**EXERCISE TASK**
Output as a numbered list the lines between the one holding "of the blurred" and the one holding "x=128 y=191", inclusive, with blank lines omitted. Leave the pictures out of your answer.

**STORED ROWS**
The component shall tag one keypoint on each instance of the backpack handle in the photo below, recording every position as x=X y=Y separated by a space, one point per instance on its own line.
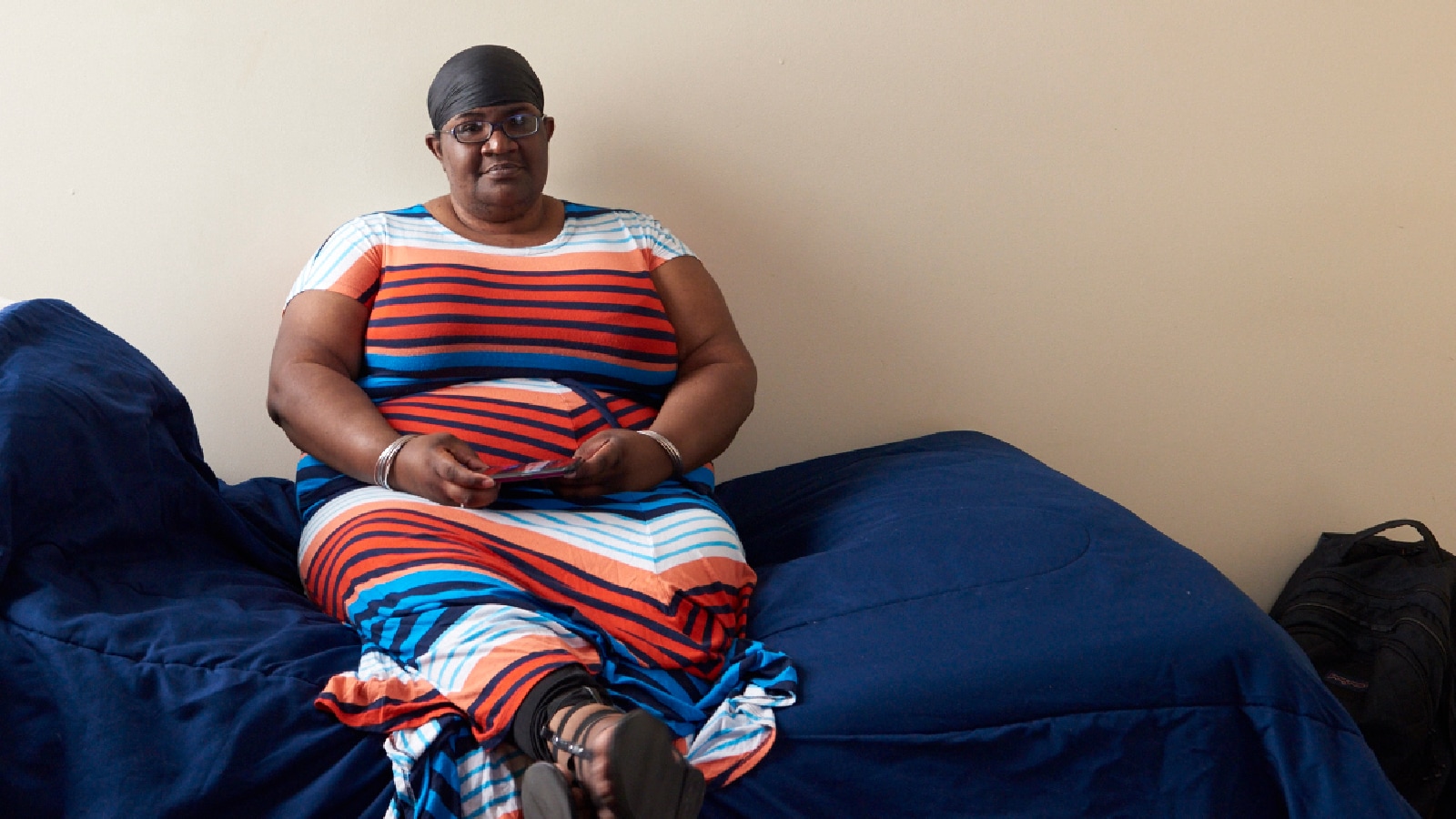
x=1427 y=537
* * *
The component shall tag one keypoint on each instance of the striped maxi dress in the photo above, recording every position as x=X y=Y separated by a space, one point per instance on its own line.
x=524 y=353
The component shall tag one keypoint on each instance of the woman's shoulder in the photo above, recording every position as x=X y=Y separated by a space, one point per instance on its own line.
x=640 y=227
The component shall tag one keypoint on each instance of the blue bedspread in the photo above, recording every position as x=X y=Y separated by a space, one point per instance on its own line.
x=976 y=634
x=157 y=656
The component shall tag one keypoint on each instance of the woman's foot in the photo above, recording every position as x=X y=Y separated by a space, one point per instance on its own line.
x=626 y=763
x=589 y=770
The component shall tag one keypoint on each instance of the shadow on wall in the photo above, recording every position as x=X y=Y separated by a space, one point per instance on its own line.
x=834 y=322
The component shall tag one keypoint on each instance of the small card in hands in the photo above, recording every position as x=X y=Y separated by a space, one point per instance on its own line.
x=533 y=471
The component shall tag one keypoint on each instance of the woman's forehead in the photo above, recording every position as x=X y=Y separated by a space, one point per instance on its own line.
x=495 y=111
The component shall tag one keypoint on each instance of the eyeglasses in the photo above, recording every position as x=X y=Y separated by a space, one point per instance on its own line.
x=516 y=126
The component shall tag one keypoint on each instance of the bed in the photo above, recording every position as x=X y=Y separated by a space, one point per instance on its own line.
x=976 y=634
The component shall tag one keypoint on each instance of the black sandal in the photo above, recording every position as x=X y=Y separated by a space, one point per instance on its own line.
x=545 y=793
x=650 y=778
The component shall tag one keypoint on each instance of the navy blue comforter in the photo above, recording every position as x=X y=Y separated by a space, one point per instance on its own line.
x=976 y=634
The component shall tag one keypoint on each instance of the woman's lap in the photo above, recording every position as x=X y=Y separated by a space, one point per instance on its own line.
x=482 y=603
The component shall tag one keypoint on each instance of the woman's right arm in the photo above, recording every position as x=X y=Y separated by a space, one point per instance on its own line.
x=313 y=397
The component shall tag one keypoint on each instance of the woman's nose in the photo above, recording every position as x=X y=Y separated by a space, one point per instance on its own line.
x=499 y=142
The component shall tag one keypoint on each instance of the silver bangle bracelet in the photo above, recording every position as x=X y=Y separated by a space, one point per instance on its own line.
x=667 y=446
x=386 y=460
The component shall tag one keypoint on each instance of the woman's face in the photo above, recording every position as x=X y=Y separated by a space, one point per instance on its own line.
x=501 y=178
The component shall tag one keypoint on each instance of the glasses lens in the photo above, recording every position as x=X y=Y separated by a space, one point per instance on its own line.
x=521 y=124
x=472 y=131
...
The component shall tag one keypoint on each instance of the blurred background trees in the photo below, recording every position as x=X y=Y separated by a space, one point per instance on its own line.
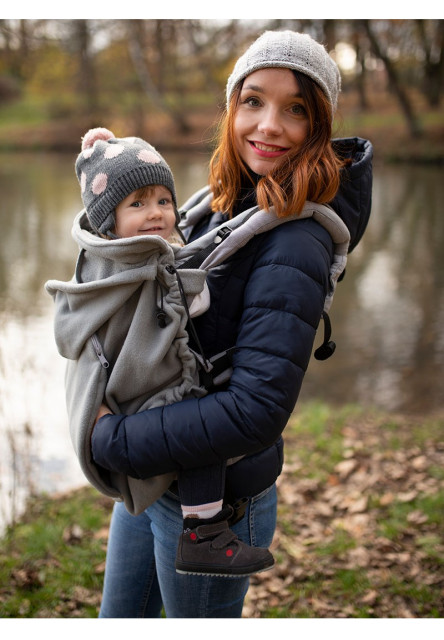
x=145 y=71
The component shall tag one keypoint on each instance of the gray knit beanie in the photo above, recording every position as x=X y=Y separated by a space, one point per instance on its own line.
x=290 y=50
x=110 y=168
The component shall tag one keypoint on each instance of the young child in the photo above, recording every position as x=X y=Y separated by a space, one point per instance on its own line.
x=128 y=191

**EXERCISE ANSWER**
1. The component shall tag one keypoint on each instance of the blurred background trees in the photo below, recording every position as x=X y=Y separated by a space, one point per instance on its own line.
2. x=145 y=71
3. The component shall tag one keypoint on each instance of the gray knit beanie in the photo above, recording every position as x=X y=Y separated by a space, one point per instance on its own line.
4. x=290 y=50
5. x=110 y=168
6. The component shall tag one keypoint on each instance of the young child in the photo above, recording every position as x=X y=Y separated by a space, one point per instance on its own line.
7. x=128 y=191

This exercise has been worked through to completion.